> _Tasks to perform_:
A – Answer these questions from the trigonometry solutions, one answer per line:
(i) In the first proof, 105° is rewritten as 90° plus what angle?
(ii) To find tan 75°, the sum of which two angles is used?
(iii) When tan 75° + cot 75° is worked out, what number does the denominator 3 − 1 become?
B – Return word for word the portion of the trigonometry solutions from "Prove that $\sin" up to and including "Question 13.".

> _Supplied passage_:
============================================================
Prove that $\sin 75^{\circ}-\sin 15^{\circ}=\cos 105^{\circ}+\cos 15^{\circ}$.
Solution:
$
\begin{aligned}
& \text { RHS }=\cos 105^{\circ}+\cos 15^{\circ}=\cos \left(90^{\circ}+15^{\circ}\right)+\cos \left(90^{\circ}-75^{\circ}\right) \\
& =-\sin 15^{\circ}+\sin 75^{\circ} \\
& =\sin 75^{\circ}-\sin 15^{\circ}=\text { LHS }
\end{aligned}
$
Question 13.
Show that $\tan 75^{\circ}+\cot 75^{\circ}=4$

Solution:
$
\begin{aligned}
\tan 75^{\circ} & =\tan \left(45^{\circ}+30^{\circ}\right)=\frac{\tan 45^{\circ}+\tan 30^{\circ}}{1-\tan 45^{\circ} \tan 30^{\circ}} \\
& =\frac{1+\frac{1}{\sqrt{3}}}{1-\frac{1}{\sqrt{3}}}=\frac{\sqrt{3}+1}{\sqrt{3}} / \frac{\sqrt{3}-1}{\sqrt{3}}=\frac{\sqrt{3}+1}{\sqrt{3}-1} \\
\cot 75^{\circ} & =\frac{1}{\tan 75^{\circ}}=\frac{\sqrt{3}-1}{\sqrt{3}+1}
\end{aligned}
$
So, $\mathrm{LHS}=\tan 75^{\circ}+\cot 75^{\circ}$
$
\begin{aligned}
& =\frac{\sqrt{3}+1}{\sqrt{3}-1}+\frac{\sqrt{3}-1}{\sqrt{3}+1} \\
& =\frac{(\sqrt{3}+1)^2+(\sqrt{3}-1)^2}{(\sqrt{3}-1)(\sqrt{3}+1)}=\frac{3+1+2 \sqrt{3}+3+1-2 \sqrt{3}}{\sqrt{3}^2-1^2} \\
& =\frac{8}{3-1}=\frac{8}{2}=4=\text { RHS }
\end{aligned}
$

Question 14.
Prove that $\cos (\mathrm{A}+\mathrm{B}) \cos \mathrm{C}-\cos (\mathrm{B}+\mathrm{C}) \cos \mathrm{A}=\sin \mathrm{B} \sin (\mathrm{C}-\mathrm{A})$.
============================================================
> _Extracted entries_:

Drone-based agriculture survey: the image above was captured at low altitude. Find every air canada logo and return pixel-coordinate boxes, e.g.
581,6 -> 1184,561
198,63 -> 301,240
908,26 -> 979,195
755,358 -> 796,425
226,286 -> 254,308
============================================================
> _Task-by-task solutions_:
A –
(i) 15°
(ii) 45° and 30°
(iii) 2

B –
Prove that $\sin 75^{\circ}-\sin 15^{\circ}=\cos 105^{\circ}+\cos 15^{\circ}$.
Solution:
$
\begin{aligned}
& \text { RHS }=\cos 105^{\circ}+\cos 15^{\circ}=\cos \left(90^{\circ}+15^{\circ}\right)+\cos \left(90^{\circ}-75^{\circ}\right) \\
& =-\sin 15^{\circ}+\sin 75^{\circ} \\
& =\sin 75^{\circ}-\sin 15^{\circ}=\text { LHS }
\end{aligned}
$
Question 13.